┌─ Information given

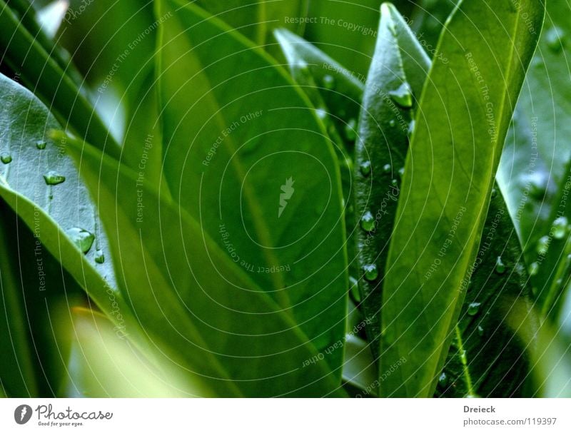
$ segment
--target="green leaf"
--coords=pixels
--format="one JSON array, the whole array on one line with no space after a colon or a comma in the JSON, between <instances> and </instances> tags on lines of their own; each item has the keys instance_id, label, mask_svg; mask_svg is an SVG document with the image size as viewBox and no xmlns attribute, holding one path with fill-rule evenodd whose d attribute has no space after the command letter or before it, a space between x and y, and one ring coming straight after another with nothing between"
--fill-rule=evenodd
<instances>
[{"instance_id":1,"label":"green leaf","mask_svg":"<svg viewBox=\"0 0 571 433\"><path fill-rule=\"evenodd\" d=\"M567 2L547 2L543 32L517 104L522 121L514 134L530 138L516 141L514 153L525 166L512 165L508 157L502 161L504 183L520 187L510 210L520 222L528 263L537 264L532 281L537 302L552 317L564 288L557 280L565 279L556 270L567 260L571 234L561 229L571 220L570 12Z\"/></svg>"},{"instance_id":2,"label":"green leaf","mask_svg":"<svg viewBox=\"0 0 571 433\"><path fill-rule=\"evenodd\" d=\"M239 33L193 4L157 4L173 14L157 68L172 196L323 352L343 339L348 288L338 162L323 125ZM342 352L325 356L339 379Z\"/></svg>"},{"instance_id":3,"label":"green leaf","mask_svg":"<svg viewBox=\"0 0 571 433\"><path fill-rule=\"evenodd\" d=\"M67 376L67 309L85 296L11 210L0 200L0 381L14 397L58 397Z\"/></svg>"},{"instance_id":4,"label":"green leaf","mask_svg":"<svg viewBox=\"0 0 571 433\"><path fill-rule=\"evenodd\" d=\"M116 161L69 143L106 210L101 218L120 284L161 349L159 362L180 366L208 394L343 395L337 374L291 314L216 247L198 221Z\"/></svg>"},{"instance_id":5,"label":"green leaf","mask_svg":"<svg viewBox=\"0 0 571 433\"><path fill-rule=\"evenodd\" d=\"M353 258L355 243L350 240L355 230L351 196L354 188L353 155L363 83L325 53L288 30L280 29L275 35L288 60L292 76L319 111L320 118L335 146L345 203L348 254ZM350 265L350 274L354 276L357 272L353 263L354 261Z\"/></svg>"},{"instance_id":6,"label":"green leaf","mask_svg":"<svg viewBox=\"0 0 571 433\"><path fill-rule=\"evenodd\" d=\"M497 190L473 266L436 395L525 397L530 354L506 318L520 305L531 310L532 302L519 239ZM532 335L536 330L537 324L527 321L517 332Z\"/></svg>"},{"instance_id":7,"label":"green leaf","mask_svg":"<svg viewBox=\"0 0 571 433\"><path fill-rule=\"evenodd\" d=\"M310 1L304 37L364 78L377 37L379 3Z\"/></svg>"},{"instance_id":8,"label":"green leaf","mask_svg":"<svg viewBox=\"0 0 571 433\"><path fill-rule=\"evenodd\" d=\"M0 98L6 101L0 113L0 153L11 161L0 165L0 197L102 311L118 325L128 322L134 330L136 322L116 290L108 242L87 189L66 154L65 141L47 136L59 125L31 92L1 75ZM44 176L65 181L47 185ZM84 253L78 244L83 251L88 244L90 248Z\"/></svg>"},{"instance_id":9,"label":"green leaf","mask_svg":"<svg viewBox=\"0 0 571 433\"><path fill-rule=\"evenodd\" d=\"M6 213L0 203L0 345L4 348L0 361L0 391L14 397L36 397L39 394L34 365L31 360L29 336L13 250L8 246Z\"/></svg>"},{"instance_id":10,"label":"green leaf","mask_svg":"<svg viewBox=\"0 0 571 433\"><path fill-rule=\"evenodd\" d=\"M295 34L280 29L275 35L293 79L303 87L315 106L323 103L327 107L348 152L352 153L355 136L352 123L359 116L363 82L357 74Z\"/></svg>"},{"instance_id":11,"label":"green leaf","mask_svg":"<svg viewBox=\"0 0 571 433\"><path fill-rule=\"evenodd\" d=\"M198 0L196 4L260 46L271 44L276 27L303 31L309 0ZM271 48L268 45L267 48Z\"/></svg>"},{"instance_id":12,"label":"green leaf","mask_svg":"<svg viewBox=\"0 0 571 433\"><path fill-rule=\"evenodd\" d=\"M401 170L416 98L430 66L428 56L403 17L393 6L383 4L359 118L354 175L358 278L367 336L375 360L379 357L385 263L400 193ZM404 96L400 93L403 89ZM409 101L403 101L404 97ZM368 276L365 270L371 266L375 267L376 275Z\"/></svg>"},{"instance_id":13,"label":"green leaf","mask_svg":"<svg viewBox=\"0 0 571 433\"><path fill-rule=\"evenodd\" d=\"M544 11L531 0L518 8L465 0L443 32L438 53L448 61L433 63L423 91L387 260L380 370L407 362L383 382L383 396L434 392L536 46L529 24L540 29Z\"/></svg>"},{"instance_id":14,"label":"green leaf","mask_svg":"<svg viewBox=\"0 0 571 433\"><path fill-rule=\"evenodd\" d=\"M0 45L6 47L3 60L17 73L16 79L21 78L34 89L66 127L118 156L114 140L84 94L84 89L77 87L67 75L67 68L36 41L4 0L0 0Z\"/></svg>"}]
</instances>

└─

● **Problem to work on**:
Write out the entries above verbatim; the pictures do not belong in your copy.

● **Result**:
$ segment
--target="green leaf"
--coords=pixels
--format="one JSON array, the whole array on one line with no space after a colon or a comma in the JSON, between <instances> and </instances> tags on lines of their own; each item has the keys instance_id, label, mask_svg; mask_svg is an SVG document with the image size as viewBox and no xmlns attribute, holding one path with fill-rule evenodd whose d attribute has no space after the command letter or before it, a space between x and y, and one ring coming straight after another with nothing between"
--fill-rule=evenodd
<instances>
[{"instance_id":1,"label":"green leaf","mask_svg":"<svg viewBox=\"0 0 571 433\"><path fill-rule=\"evenodd\" d=\"M567 2L547 2L543 32L517 104L522 121L514 134L530 138L516 141L514 153L525 166L512 165L508 157L502 161L504 183L520 187L510 210L520 222L528 263L537 264L532 281L537 302L552 317L564 288L557 280L565 279L556 270L567 260L571 234L561 229L571 220L570 12Z\"/></svg>"},{"instance_id":2,"label":"green leaf","mask_svg":"<svg viewBox=\"0 0 571 433\"><path fill-rule=\"evenodd\" d=\"M239 33L193 4L157 4L173 14L157 68L172 196L323 352L343 339L348 288L338 162L323 125ZM342 352L325 356L339 379Z\"/></svg>"},{"instance_id":3,"label":"green leaf","mask_svg":"<svg viewBox=\"0 0 571 433\"><path fill-rule=\"evenodd\" d=\"M67 376L67 309L85 296L11 210L0 200L0 381L14 397L58 397Z\"/></svg>"},{"instance_id":4,"label":"green leaf","mask_svg":"<svg viewBox=\"0 0 571 433\"><path fill-rule=\"evenodd\" d=\"M116 161L69 143L106 210L101 218L120 284L161 349L159 362L180 366L208 394L343 395L337 374L291 314L216 247L198 221Z\"/></svg>"},{"instance_id":5,"label":"green leaf","mask_svg":"<svg viewBox=\"0 0 571 433\"><path fill-rule=\"evenodd\" d=\"M353 258L355 243L350 240L355 230L351 196L354 188L353 155L363 83L325 53L288 30L280 29L275 35L288 60L292 76L319 111L320 118L335 146L345 203L348 254ZM350 265L350 274L354 276L357 272L353 263L354 261Z\"/></svg>"},{"instance_id":6,"label":"green leaf","mask_svg":"<svg viewBox=\"0 0 571 433\"><path fill-rule=\"evenodd\" d=\"M497 190L473 266L436 395L525 397L530 354L506 318L520 305L531 310L532 302L519 239ZM532 335L536 330L537 324L527 321L517 332Z\"/></svg>"},{"instance_id":7,"label":"green leaf","mask_svg":"<svg viewBox=\"0 0 571 433\"><path fill-rule=\"evenodd\" d=\"M310 1L304 37L364 78L377 37L379 3Z\"/></svg>"},{"instance_id":8,"label":"green leaf","mask_svg":"<svg viewBox=\"0 0 571 433\"><path fill-rule=\"evenodd\" d=\"M0 98L6 101L0 113L0 153L11 161L0 165L0 197L102 311L118 325L128 322L134 330L136 322L116 290L108 242L87 189L66 154L65 141L47 136L59 125L31 92L1 75ZM44 176L65 181L47 185ZM84 253L78 244L83 251L88 244L90 248Z\"/></svg>"},{"instance_id":9,"label":"green leaf","mask_svg":"<svg viewBox=\"0 0 571 433\"><path fill-rule=\"evenodd\" d=\"M6 213L0 203L0 345L4 348L0 361L0 391L14 397L36 397L39 394L34 365L31 360L29 336L13 250L8 246Z\"/></svg>"},{"instance_id":10,"label":"green leaf","mask_svg":"<svg viewBox=\"0 0 571 433\"><path fill-rule=\"evenodd\" d=\"M295 34L280 29L275 35L293 79L303 87L315 106L323 103L327 107L348 152L352 153L355 136L352 123L359 116L363 82L357 74Z\"/></svg>"},{"instance_id":11,"label":"green leaf","mask_svg":"<svg viewBox=\"0 0 571 433\"><path fill-rule=\"evenodd\" d=\"M198 0L196 4L260 46L271 44L276 27L303 31L309 0ZM271 48L268 45L267 48Z\"/></svg>"},{"instance_id":12,"label":"green leaf","mask_svg":"<svg viewBox=\"0 0 571 433\"><path fill-rule=\"evenodd\" d=\"M401 170L416 98L430 66L428 56L403 17L393 6L383 4L359 118L354 175L358 278L367 336L375 360L379 357L385 263L400 193ZM404 96L400 93L403 89ZM409 101L403 101L404 97ZM368 276L365 270L371 266L375 267L376 275Z\"/></svg>"},{"instance_id":13,"label":"green leaf","mask_svg":"<svg viewBox=\"0 0 571 433\"><path fill-rule=\"evenodd\" d=\"M544 11L531 0L518 8L465 0L443 32L438 53L448 61L433 63L423 91L387 260L380 370L407 362L383 382L383 396L434 392L536 46L529 24L540 29Z\"/></svg>"},{"instance_id":14,"label":"green leaf","mask_svg":"<svg viewBox=\"0 0 571 433\"><path fill-rule=\"evenodd\" d=\"M0 45L6 47L3 60L17 73L16 79L21 78L34 89L66 127L118 156L114 140L84 94L84 89L77 87L67 75L67 68L36 41L4 0L0 0Z\"/></svg>"}]
</instances>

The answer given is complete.